ページ本文:

-- -- --

2019年、アジアの新しいサルコペニア基準が発表されました!

2019年11月、新潟県の朱鷺メッセで開催された「第6回日本サルコペニア・フレイル学会大会」にて、Asia Working Group for Sarcopenia (AWGS) によるアジア人のサルコペニア基準の改訂版が発表されました。

2014年に初めてアジアのサルコペニア基準2014年(参考文献・参考資料1)が発表されてから5年ぶりの改訂となった本基準の改定ポイントを図を用いてご紹介いたします。

そもそもサルコペニアって何?

サルコペニアとは、ギリシャ語の sarx (筋肉) と Penia (喪失) を掛け合わせた用語であり、「知っておくと便利な言葉”サルコペニア”ー実はあなたも発症中?ー」でもご紹介したとおり、当初は「加齢に付随した筋肉量の減少」と考えられていました。

しかしながら、現代では筋肉量が減少する原因は必ずしも加齢だけではなく、日々の運動不足や栄養不足、活力の低下、様々な病気を患うことなども影響すると言われており、今回のアジアサルコペニア基準の改定では、年齢を問わず使用可能なスクリーニング指標を取り入れています。

では、このことを踏まえつつ今回の改定のポイントを図を用いながら確認してみましょう。

ポイントは定義と身体機能指標を広域に設定したこと

以下に、2014年に発表されたアジアサルコペニア基準と今回改定されたアジアサルコペニア基準を比較した画像をお示しします。

AWGS2019

主な変更点は以下に大別されるでしょう。

  • サルコペニア診断がより広域で行えるようになった
  • 握力と歩行速度の目安がそれぞれ変更となった
  • 身体機能の項目に「5回立ち座りテスト」と「Short Physical Performance Battery (SPPB)」が追加となった

では、1つずつ確認をしていきましょう。

サルコペニアの診断をした方が良い症例は?

2014年では「65歳以上であること」がサルコペニア診断の基準として示されていましたが、2019年の改訂版では新たに「症例発見」のツールとして以下の指標を設けました。

  • 下腿周囲長:男性 < 34 cm,女性 < 33 cm
  • SARC-F:≧ 4 点
  • SARC-CalF:≧ 11 点

SARC-Fは、5つの質問からなる自記式質問指標であり、日本人を対象とした報告でもサルコペニアのスクリーニング指標として有用であるとされています(参考文献・参考資料2)。

SARC-CalFは下腿周囲長とSARC-Fを掛け合わせた指標であり、SARC-Fと比較して感度の高い指標であると言われています(参考文献・参考資料3)。

これらの項目を設けたことで、大型な機器を導入することの難しいかかりつけ医や地域現場でも、簡便にサルコペニアのスクリーニングが行えるようになったと言えるでしょう。

握力と歩行速度のカットオフが変更!

今回の変更に際して、過去に報告された論文を再調査して目安の値を改めて検討いたしました。

その結果、男性の握力が26 kg から 28 kg へ、歩行速度が 0.8 m/s から 1.0 m/s へと変更になりました。

この変更により、2014年までのサルコペニア診断基準と比較して、より多くの方がサルコペニアに該当するのではないかと予想されています。

身体機能は複数の指標で鑑別を

今回、かかりつけ医や地域現場でもサルコペニアの診断が行えるように身体機能の指標に5回立ち座り時間が加えられました。

-- -- --

提供データ:
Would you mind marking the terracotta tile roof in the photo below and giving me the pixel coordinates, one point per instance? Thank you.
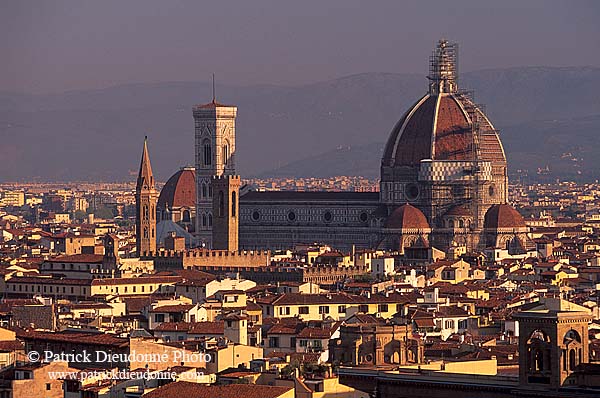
(49, 281)
(407, 217)
(180, 190)
(307, 299)
(75, 337)
(78, 258)
(180, 389)
(315, 333)
(216, 327)
(503, 216)
(140, 280)
(173, 308)
(309, 196)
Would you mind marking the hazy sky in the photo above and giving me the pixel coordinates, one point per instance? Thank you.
(50, 46)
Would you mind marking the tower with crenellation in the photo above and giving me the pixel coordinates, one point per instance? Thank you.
(214, 125)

-- -- --

作業依頼 1: ページ本文の「SARC-Fは、5つの質問からなる」で始まる段落を、主な事実を残して箇条書きにまとめてください。
作業依頼 2: ページ本文によると、アジア人のサルコペニア基準の改訂版はどの大会で発表されましたか。
エントリは別の出典から集めたものです。

回答文 1:
・SARC-Fは5つの質問からなる自記式質問指標である
・日本人を対象とした報告でも、サルコペニアのスクリーニング指標として有用とされている(参考文献・参考資料2)

回答文 2: 新潟県の朱鷺メッセで開催された「第6回日本サルコペニア・フレイル学会大会」で発表されました。